======== Page extract
Dr William Crawley, senior research fellow at the Institute of Commonwealth Studies, calls on south Asian countries to adopt an ethical administrative and legal framework in which press and media freedoms can be protected, and legitimately enhanced.
Accusations of ‘fake news’ which target the credibility of responsible media organisations, pale both in the face of the violence and danger to life and limb that journalists in many Asian countries face, and of legal proceedings taken against them by governments or powerful corporations. The limits of the law are often uncertain and challenging them carries a costly risk.
In Myanmar the jailing of two Reuters journalists for investigating alleged army atrocities against the minority Muslim Rohingya community was the product of an ostensibly legal process, though one that – despite Aung San Suu Kyi’s defence of it – has seemed to many of Myanmar’s international partners to have been deeply flawed. The murder of the dissident Saudi journalist Jamal Khashoggi in the Saudi Arabian consulate in Istanbul could have no defence.
The rigours of the law against blasphemy in Pakistan may have been tempered by the release of Asia Bibi, a Christian woman held under sentence of death for eight years. But the assassination of two leading Pakistani politicians who had criticised the law and the widespread protests by conservative Muslims against her release occurred in a climate in which the threat of mob law speaks louder even than the harsh judicial penalties enshrined in the law itself. In Sri Lanka, the experience of 30 years of insurgency and emergency rule remained fresh in people’s minds even after the extra-judicial killings common on both sides during the civil war were ended.
International civil society organisations such as Reporters without Borders and the Committee to Protect Journalists (CPJ) perform a key role in analysing issues of media freedom. This includes monitoring instances where journalists have been threatened or otherwise intimidated, attacked or killed in the course of their work, often while investigating alleged corruption.
The CPJ has highlighted three cases in India in the past month:
- the Ambani controlled Reliance Group is suing NDTV for its allegedly misleading reporting of a deal to build French jet fighters in India
- the case of a local reporter beaten to death in Jharkhand
- a Doordarshan (Indian State Television) video camera man killed in a Maoist attack in Chhattisgarh
The state authorities are supposedly investigating the killings. But the CPJ’s ‘Impunity Index’ highlights every year 14 countries with the worst records of impunity, where journalists have been killed and few of the perpetrators brought to justice. India and Pakistan have both been on that list for the past 11 years and Bangladesh for the last eight.
================
======== Stored rows
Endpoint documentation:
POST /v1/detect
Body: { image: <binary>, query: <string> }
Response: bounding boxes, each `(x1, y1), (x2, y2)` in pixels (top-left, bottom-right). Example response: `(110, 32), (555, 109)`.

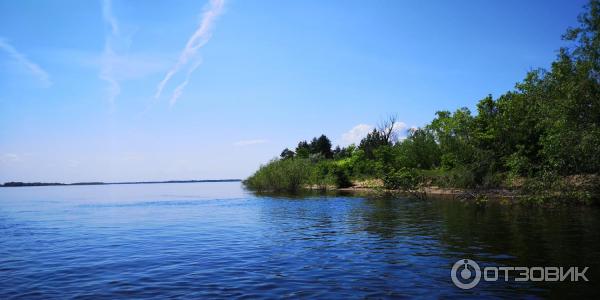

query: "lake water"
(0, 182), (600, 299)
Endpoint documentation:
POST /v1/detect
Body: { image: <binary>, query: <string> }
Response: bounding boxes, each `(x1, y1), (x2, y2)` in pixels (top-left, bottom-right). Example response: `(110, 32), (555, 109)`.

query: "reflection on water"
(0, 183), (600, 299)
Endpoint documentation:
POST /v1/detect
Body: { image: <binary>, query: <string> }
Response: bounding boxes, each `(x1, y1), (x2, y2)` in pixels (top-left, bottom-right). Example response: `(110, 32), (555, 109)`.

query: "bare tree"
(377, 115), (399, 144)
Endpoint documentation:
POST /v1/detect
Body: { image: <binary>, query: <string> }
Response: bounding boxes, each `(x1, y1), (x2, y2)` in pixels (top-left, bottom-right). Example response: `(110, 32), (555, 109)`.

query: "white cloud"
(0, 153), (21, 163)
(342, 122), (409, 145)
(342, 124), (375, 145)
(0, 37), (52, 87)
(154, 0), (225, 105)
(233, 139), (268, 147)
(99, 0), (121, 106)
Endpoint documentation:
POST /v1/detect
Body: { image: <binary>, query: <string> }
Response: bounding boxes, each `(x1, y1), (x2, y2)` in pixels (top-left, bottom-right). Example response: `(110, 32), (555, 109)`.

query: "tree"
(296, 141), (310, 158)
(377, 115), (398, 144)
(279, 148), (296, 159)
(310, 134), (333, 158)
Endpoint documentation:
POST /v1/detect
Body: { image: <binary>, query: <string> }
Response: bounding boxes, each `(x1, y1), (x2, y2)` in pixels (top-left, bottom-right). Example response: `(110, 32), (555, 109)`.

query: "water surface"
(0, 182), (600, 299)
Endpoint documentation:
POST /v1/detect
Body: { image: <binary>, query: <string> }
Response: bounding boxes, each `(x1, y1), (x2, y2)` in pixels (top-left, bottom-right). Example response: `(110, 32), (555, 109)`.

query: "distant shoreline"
================
» **Task instructions**:
1. Convert the listing, from its first line through the line containing "(377, 115), (399, 144)", into a JSON list of strings with one string per line and no blank lines. Omit the pictures.
2. Carry on the article about press and media freedom in south Asia from the point where it stops.

» **Responses in order**:
1.
[
  "Endpoint documentation:",
  "POST /v1/detect",
  "Body: { image: <binary>, query: <string> }",
  "Response: bounding boxes, each `(x1, y1), (x2, y2)` in pixels (top-left, bottom-right). Example response: `(110, 32), (555, 109)`.",
  "query: \"lake water\"",
  "(0, 182), (600, 299)",
  "Endpoint documentation:",
  "POST /v1/detect",
  "Body: { image: <binary>, query: <string> }",
  "Response: bounding boxes, each `(x1, y1), (x2, y2)` in pixels (top-left, bottom-right). Example response: `(110, 32), (555, 109)`.",
  "query: \"reflection on water\"",
  "(0, 183), (600, 299)",
  "Endpoint documentation:",
  "POST /v1/detect",
  "Body: { image: <binary>, query: <string> }",
  "Response: bounding boxes, each `(x1, y1), (x2, y2)` in pixels (top-left, bottom-right). Example response: `(110, 32), (555, 109)`.",
  "query: \"bare tree\"",
  "(377, 115), (399, 144)"
]

2.
This is the sharp and dangerous edge of media work, and the publication of accurate data is intended to prevent such events occurring in future. But the ongoing challenge is to promote – whether through regulation or self-regulation – an ethical administrative and legal framework in which press and media freedoms can be protected and legitimately enhanced.
Like all the world’s media, those in south Asia have undergone a radical transformation in the past 25 years. The explosion of digital social media, instant reporting and 24-hour news have transformed the economics of the media and perceptions of its core purposes. In south Asia, this revolution has been even more extensive with the ending since the mid-1990s of the monopoly of government controlled TV and radio broadcasting. While in India the 1995 Supreme Court judgement declaring the airwaves open to the public was the catalyst, and change in India has been replicated in other countries of the subcontinent.
Competition for advertising from global and private regional language channels, and the drop in revenue for the state broadcasters, which continued to depend largely on advertising, compounded the problem. From the position of weakness to which they were reduced, the challenge to the ethos of public service broadcasting, which the state broadcasters claimed to fulfil, became greater.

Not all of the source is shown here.